**Passage to read**
______________________________
From Mimi Smartypants’ recent post (re: “Love your body day”):

‘As much as I would like to subscribe to some yoga-rrific holistic philosophy about the mind and body being connected, I can’t help but see my body and my “self” locked in constant low-level struggle, like an elderly couple bickering constantly on opposite ends of a plaid couch.’

This made me think of the following…

1. Age 5-Present: After having my blood drawn during a doctor’s appointment, I leave the cotton ball taped to my arm for a minimum of 12 hours (usually 24). Until I was 14, I also avoided using said arm for as long as possible afterwards, sometimes keeping my elbow crooked over the cotton for hours and hours after returning from the appointment. I remember being aghast at the laissez-faire attitude of the nurse at my pre-kindergarten appointment, as she poked a hole in my vein, then covered it with a flimsy scrap of cotton and a length of masking tape, assuring me that it would close up all on its own. I had read a book about blood just that summer, one of the thin rectangular educational volumes that came once a month as part of my book club (We All Need Sleep, The Story of Hair!, etc.). I understood how a scab or clot was formed, I had seen the pictures of soft, crimson platelets rushing to the site of injury, and it seemed both complicated and as if it were lot of hard work. I had an uneasy feeling that my blood cells were probably every bit as lazy as the rest of me, and I didn’t trust them with anything as important as clotting.
______________________________
**Tasks**
a – From the passage about blood draws, explain in one to three sentences why the writer leaves the cotton ball taped on and avoids using that arm afterward.
b – Go on with the passage about blood draws from the point where it ends.

**Dataset extract**
______________________________
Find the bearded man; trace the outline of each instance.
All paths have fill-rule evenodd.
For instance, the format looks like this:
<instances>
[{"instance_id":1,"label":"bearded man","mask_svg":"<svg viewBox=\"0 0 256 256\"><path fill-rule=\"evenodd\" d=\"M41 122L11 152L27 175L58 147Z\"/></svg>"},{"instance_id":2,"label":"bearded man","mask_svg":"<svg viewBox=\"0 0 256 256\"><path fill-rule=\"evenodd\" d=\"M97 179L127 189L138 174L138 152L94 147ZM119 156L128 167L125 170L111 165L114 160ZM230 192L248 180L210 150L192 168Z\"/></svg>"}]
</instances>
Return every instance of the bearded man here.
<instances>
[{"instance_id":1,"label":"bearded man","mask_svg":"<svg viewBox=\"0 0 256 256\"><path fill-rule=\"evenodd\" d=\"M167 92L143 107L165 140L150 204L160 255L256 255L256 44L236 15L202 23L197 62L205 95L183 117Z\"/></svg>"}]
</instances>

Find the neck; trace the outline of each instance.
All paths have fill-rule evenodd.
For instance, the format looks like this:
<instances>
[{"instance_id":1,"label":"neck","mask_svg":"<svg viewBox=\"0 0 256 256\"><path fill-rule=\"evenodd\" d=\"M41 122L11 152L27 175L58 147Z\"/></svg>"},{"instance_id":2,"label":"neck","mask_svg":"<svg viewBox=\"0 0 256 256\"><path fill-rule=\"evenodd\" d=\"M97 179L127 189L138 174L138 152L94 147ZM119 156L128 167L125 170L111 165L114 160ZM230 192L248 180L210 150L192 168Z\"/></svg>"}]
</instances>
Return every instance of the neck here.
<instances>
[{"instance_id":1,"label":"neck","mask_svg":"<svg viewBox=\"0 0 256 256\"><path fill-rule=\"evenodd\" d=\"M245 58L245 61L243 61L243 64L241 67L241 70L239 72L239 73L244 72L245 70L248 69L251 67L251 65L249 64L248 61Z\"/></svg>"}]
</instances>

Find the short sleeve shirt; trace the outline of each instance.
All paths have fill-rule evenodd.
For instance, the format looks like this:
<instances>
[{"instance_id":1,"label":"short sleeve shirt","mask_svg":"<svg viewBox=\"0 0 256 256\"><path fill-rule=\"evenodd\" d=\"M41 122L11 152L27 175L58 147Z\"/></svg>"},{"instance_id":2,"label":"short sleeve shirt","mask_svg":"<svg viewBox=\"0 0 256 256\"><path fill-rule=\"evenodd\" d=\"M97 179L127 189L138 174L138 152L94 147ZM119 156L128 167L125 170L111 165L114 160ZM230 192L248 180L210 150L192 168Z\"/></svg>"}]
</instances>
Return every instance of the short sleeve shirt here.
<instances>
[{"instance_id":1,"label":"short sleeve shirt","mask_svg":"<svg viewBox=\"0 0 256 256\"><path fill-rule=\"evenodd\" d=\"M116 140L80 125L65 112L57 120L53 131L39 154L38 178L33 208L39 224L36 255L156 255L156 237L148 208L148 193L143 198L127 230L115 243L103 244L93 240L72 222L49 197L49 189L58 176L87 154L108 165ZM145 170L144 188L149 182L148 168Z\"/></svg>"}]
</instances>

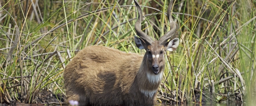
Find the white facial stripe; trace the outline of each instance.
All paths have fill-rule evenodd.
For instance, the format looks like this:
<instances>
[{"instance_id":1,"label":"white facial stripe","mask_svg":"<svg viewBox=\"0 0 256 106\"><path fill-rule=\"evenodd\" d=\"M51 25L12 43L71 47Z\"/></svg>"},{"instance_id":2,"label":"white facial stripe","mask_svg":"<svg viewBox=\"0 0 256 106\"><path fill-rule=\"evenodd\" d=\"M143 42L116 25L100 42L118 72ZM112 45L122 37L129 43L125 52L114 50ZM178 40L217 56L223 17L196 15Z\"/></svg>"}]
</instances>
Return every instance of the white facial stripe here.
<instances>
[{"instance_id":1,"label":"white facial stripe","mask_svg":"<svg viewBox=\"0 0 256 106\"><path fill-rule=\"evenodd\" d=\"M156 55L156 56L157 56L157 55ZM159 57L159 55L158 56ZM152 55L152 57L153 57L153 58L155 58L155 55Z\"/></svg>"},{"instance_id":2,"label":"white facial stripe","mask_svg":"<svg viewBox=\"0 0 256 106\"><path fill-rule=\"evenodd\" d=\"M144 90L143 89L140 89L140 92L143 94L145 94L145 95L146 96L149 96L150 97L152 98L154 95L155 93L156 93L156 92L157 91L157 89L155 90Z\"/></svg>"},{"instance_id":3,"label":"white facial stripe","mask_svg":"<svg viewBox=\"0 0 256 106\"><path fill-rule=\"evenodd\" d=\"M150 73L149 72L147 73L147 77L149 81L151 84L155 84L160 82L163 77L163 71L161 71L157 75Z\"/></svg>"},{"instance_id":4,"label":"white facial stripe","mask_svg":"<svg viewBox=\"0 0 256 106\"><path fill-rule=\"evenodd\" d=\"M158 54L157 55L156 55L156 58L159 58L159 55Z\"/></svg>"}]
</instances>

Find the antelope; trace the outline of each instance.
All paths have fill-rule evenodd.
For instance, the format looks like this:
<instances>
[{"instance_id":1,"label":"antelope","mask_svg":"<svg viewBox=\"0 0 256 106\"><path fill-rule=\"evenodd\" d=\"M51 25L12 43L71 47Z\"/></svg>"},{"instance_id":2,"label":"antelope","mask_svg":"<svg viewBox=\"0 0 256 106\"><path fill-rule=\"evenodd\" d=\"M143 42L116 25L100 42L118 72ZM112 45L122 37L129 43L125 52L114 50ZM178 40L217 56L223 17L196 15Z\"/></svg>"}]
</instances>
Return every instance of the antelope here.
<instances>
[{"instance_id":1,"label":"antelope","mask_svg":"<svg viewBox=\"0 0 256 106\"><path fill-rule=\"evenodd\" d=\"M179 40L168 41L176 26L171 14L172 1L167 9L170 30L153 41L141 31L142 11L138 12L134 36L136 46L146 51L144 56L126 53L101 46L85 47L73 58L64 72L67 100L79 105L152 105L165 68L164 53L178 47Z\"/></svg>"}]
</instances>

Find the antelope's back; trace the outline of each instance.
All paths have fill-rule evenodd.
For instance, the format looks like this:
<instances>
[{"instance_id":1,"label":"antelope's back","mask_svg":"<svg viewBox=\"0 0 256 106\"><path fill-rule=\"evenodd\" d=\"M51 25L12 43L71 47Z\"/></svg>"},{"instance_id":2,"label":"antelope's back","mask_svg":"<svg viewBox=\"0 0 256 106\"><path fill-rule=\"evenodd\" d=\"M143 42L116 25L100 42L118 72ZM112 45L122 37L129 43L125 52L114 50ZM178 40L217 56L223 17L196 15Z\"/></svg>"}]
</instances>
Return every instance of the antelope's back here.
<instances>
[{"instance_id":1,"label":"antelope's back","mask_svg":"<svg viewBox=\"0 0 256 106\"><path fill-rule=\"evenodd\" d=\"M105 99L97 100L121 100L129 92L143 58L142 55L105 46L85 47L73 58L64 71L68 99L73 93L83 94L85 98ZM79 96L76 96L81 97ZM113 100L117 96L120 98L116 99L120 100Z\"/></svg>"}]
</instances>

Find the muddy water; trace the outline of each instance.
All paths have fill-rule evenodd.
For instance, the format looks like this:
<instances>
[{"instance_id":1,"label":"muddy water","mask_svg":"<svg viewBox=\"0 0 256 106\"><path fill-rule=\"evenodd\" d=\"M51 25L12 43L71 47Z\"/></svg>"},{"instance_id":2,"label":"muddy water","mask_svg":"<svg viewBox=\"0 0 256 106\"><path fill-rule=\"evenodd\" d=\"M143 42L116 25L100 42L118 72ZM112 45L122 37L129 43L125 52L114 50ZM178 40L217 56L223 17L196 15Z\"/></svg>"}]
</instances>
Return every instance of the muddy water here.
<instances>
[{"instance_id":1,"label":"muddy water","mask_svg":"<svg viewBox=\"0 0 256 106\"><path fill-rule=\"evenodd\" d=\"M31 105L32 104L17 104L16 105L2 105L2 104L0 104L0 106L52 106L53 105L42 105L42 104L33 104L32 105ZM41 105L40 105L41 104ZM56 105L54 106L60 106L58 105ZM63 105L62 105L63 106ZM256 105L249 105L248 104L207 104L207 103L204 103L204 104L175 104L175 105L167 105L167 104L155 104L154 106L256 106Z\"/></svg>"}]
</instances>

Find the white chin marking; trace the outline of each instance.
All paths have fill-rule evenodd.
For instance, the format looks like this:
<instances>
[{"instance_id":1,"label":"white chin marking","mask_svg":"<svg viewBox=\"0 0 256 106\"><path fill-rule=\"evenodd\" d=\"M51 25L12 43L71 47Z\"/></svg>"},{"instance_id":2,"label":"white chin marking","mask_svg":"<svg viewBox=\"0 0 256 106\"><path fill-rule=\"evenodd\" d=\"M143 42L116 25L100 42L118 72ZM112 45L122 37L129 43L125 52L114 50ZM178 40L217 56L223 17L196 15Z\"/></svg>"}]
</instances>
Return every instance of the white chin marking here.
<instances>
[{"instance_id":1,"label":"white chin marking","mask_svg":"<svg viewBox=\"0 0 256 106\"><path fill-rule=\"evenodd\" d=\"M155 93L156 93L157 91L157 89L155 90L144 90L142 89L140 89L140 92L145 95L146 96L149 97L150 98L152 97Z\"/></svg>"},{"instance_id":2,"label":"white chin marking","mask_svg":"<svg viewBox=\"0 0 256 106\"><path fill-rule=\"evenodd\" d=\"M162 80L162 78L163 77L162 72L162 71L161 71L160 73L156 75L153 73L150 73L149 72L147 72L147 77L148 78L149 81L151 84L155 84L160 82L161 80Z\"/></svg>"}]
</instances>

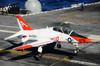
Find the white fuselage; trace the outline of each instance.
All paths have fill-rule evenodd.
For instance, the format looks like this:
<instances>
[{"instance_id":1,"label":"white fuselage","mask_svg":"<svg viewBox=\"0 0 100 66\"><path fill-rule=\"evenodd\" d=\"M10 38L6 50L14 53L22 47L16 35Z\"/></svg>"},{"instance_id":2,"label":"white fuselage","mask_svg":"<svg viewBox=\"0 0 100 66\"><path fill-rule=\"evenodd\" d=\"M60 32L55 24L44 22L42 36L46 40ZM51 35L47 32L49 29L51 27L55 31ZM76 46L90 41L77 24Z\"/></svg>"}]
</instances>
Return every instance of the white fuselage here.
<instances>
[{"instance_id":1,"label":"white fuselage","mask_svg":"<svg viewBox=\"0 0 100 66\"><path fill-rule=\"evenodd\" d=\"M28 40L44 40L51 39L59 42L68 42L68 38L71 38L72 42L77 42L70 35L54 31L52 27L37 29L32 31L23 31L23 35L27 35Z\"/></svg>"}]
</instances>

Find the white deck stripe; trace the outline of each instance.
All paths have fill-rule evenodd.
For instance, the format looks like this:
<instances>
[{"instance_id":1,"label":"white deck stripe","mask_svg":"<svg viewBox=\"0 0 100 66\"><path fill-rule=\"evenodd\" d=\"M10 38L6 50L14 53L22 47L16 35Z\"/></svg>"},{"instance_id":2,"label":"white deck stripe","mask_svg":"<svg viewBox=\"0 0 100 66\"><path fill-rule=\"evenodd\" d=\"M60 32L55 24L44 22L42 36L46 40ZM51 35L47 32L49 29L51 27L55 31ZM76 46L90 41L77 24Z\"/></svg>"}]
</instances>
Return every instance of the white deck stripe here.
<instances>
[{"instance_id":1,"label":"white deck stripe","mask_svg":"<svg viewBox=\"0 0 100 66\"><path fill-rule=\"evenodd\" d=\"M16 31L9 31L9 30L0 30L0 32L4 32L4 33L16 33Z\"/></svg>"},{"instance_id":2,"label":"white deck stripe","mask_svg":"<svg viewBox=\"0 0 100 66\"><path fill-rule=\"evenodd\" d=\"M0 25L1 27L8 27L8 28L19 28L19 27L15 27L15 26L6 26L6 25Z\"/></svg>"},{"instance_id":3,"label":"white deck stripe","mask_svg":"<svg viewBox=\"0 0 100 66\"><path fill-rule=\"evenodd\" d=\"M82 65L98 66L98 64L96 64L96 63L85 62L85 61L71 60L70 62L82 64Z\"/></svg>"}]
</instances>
______________________________
**Exercise answers**
a – A book about blood had shown the writer how a clot forms, and the process seemed complicated and like a lot of hard work. The writer suspected that their blood cells were as lazy as the rest of them and didn't trust those cells to clot. So the cotton stayed taped on for hours, and until age 14 the writer also kept that arm still.

b –
2. Age 16-Pesent: Some gynecologists refer to my uterus as “Retroverted,” which makes it sound cool and vintage-y, others call it “tipped” (I prefer “rakishly askew”). Still others, for instance the very young OBGYN who performed my last pelvic exam, would rather gouge at my insides in a vain attempt to position a speculum before exclaiming “Your cervix is like totally BACKWARDS!” And I particularly enjoyed the GP I saw a year ago, who, when asked whether my awkwardly placed uterus would affect my ability to conceive in the future, shrugged and said “Probably not. But it WILL be interesting to see if you can deliver normally!!! Then he chuckled madly and left the room.

Also, I think having had two miscarriages (one too few to merit any medical investigation, but one more than necessary to mar all future pregnancies with hideous 9-month long siege-state of fear) makes it difficult to regard one’s body any way but warily. Sullen, vastly pregnant teens shuffle through the Target near my house dragging litters of healthy biological children behind them. My great-grandmothers managed to shoot out more than a dozen children each—while still cooking for scads of ravenous farmhands and carrying bales of crops or whatnot. And yet the doctors I see about my endometriosis seem entirely unconcerned. They tell me to come back if my symptoms become worse (worse than a 22 day period? What might that be, exactly?) murmuring vaguely that there is “A lot we don’t understand about the female reproductive system.” Especially mine.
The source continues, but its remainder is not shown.